Stored entries from a collection:
[Start]
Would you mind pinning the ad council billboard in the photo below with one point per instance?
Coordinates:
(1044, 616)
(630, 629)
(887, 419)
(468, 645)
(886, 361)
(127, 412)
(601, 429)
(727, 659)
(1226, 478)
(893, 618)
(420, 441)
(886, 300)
[End]
What to produce: Express every line of the entries above as a Markdown table with two columns, No. and Text, where No. gives the row number and Text holds the line. Leave out blank lines.

Answer below:
| No. | Text |
|---|---|
| 1 | Would you mind pinning the ad council billboard in the photo below with one point per instance? |
| 2 | Coordinates: |
| 3 | (1044, 616) |
| 4 | (630, 629) |
| 5 | (887, 419) |
| 6 | (468, 645) |
| 7 | (886, 361) |
| 8 | (127, 412) |
| 9 | (601, 429) |
| 10 | (727, 659) |
| 11 | (1226, 478) |
| 12 | (893, 618) |
| 13 | (420, 441) |
| 14 | (886, 300) |